**How to complete this task**. Please report every line in the entries that contains the string "tree".

**Data**.
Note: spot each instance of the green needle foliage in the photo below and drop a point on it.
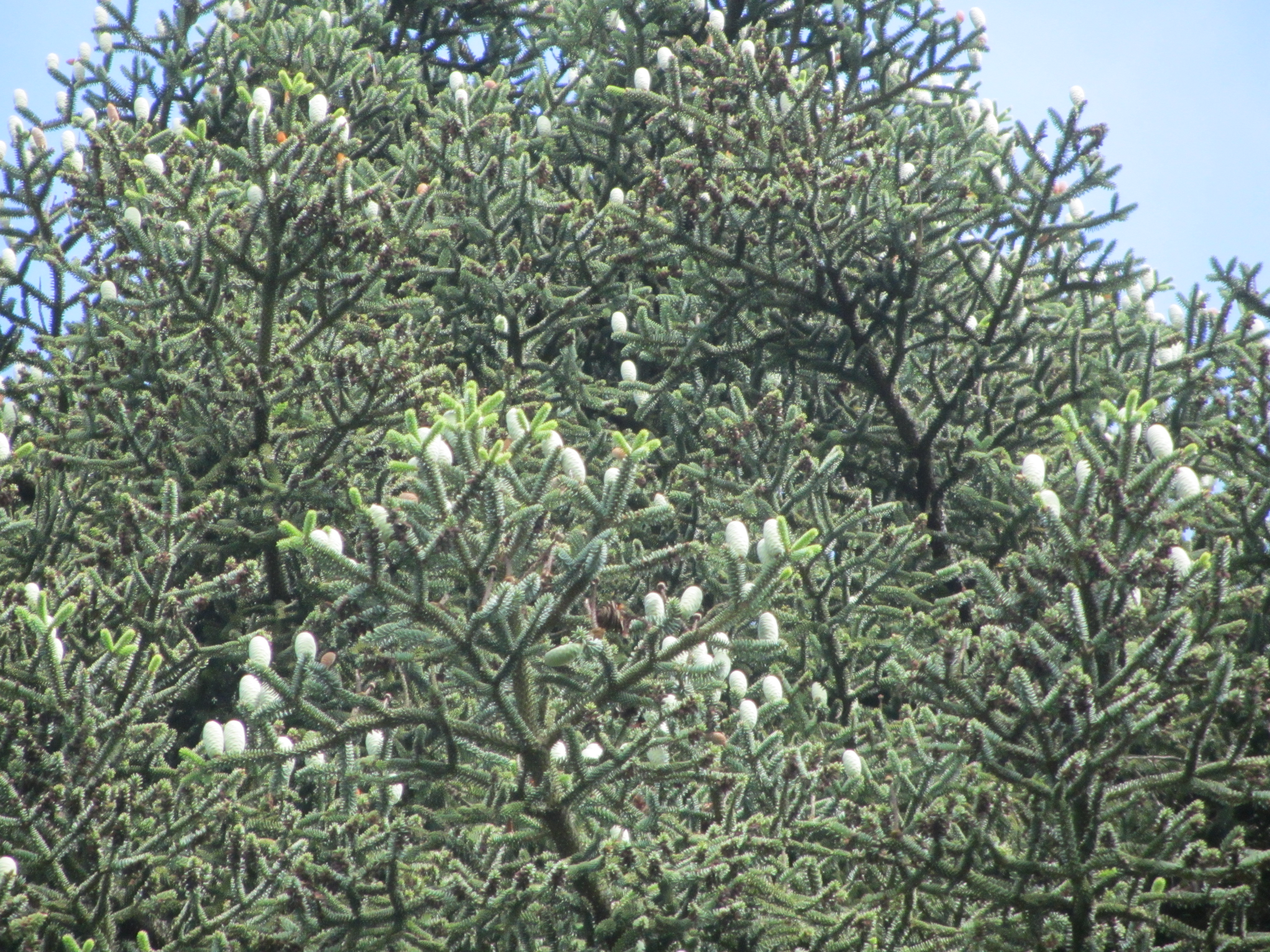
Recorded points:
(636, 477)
...
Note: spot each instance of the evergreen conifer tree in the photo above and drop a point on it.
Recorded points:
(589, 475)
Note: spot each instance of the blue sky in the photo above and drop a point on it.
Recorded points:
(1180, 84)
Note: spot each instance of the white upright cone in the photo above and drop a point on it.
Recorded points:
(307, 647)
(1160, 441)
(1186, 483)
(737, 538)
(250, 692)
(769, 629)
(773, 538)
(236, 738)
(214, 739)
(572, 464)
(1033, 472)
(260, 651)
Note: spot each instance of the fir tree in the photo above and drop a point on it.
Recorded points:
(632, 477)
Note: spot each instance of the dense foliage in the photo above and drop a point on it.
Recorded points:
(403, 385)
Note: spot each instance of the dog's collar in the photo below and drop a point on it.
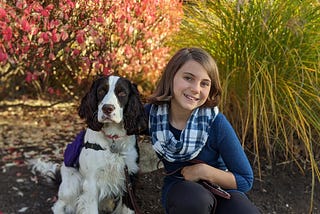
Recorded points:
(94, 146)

**Task output**.
Note: spot each instance of the evergreen conifer tree in the photo above and drop a point on it.
Note: spot each instance of the fir tree in the photo above and drop a point on it.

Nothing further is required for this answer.